Around twenty years ago.....I worked around a person who came to admit one day that they had a fair number of phobias. Being from Bama.....I know of the business surrounding phobias and have some brief understanding (probably six lines at best) of the science over the topic of phobias. As one professor explained in a class one day.....phobias are real, but they could be just as much imaginary, if a person desired them that way. That kinda stuck in my mind.
Most people I know.....have at least one phobia. The most popular one is spiders or snakes. I've run across a few guys who had a phobia about relationships, or fear of heights (I get this one if I have to climb on the roof of some two-story house). I've come across a number of women who had a phobia about insects, or cockroaches.
This co-worker though.....admitted to roughly a dozen-odd phobias. They'd even gone to a mental health doctor and the doctor had written this stuff into their military health records. I kinda asked at this point.....did the doctor really confirm this stuff or did they write without any evidence? Well....yeah, it was mostly just agreeing but without any evidence. I didn't see what good this mention in the records would do, but they must have figured it'd help them down the road.
Most of these alleged phobias of my co-worker....I've forgotten. The two that stuck out in my mind were fear of darkness, and fear of scents or smells. Working in a vault was a daily problem for this individual to handle and they kept a flashlight around with them constantly....in fear of the lights going out. Maybe once a year....electricity around the base would cease and the emergency lights would flicker on and this person would be in a huge panic to get out of the building....into the sunlight. The scent thing would drive us in the shop crazy.....we'd be asked if we switched after-shaves, or started using a new soap. If we were painting.....this individual would have to leave the building for a day or two before things would be acceptable to work in the shop again. Someone came in one day after getting a new car, and our scent-freak spoke out that they could smell new-car-scent on them.

▶ [REQUIREMENT] Copy the post about phobias word for word, starting with "Most people I" and going on through "insects, or cockroaches.". The items have nothing to do with the post about phobias.

▶ [DATA LISTING]
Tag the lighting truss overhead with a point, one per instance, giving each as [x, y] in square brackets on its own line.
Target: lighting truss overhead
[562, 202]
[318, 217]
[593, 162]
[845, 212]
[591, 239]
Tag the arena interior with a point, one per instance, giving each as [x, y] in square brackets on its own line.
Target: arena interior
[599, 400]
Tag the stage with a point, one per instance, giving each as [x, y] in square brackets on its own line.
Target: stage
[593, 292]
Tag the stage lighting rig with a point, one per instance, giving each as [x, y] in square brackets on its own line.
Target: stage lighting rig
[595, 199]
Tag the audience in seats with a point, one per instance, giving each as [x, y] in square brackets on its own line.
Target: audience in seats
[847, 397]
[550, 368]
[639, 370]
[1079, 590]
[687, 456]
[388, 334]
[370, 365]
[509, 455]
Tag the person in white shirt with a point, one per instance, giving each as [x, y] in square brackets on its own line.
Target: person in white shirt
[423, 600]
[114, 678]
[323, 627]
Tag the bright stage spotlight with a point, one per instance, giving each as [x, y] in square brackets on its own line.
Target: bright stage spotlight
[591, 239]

▶ [FINISHED EXERCISE]
Most people I know.....have at least one phobia. The most popular one is spiders or snakes. I've run across a few guys who had a phobia about relationships, or fear of heights (I get this one if I have to climb on the roof of some two-story house). I've come across a number of women who had a phobia about insects, or cockroaches.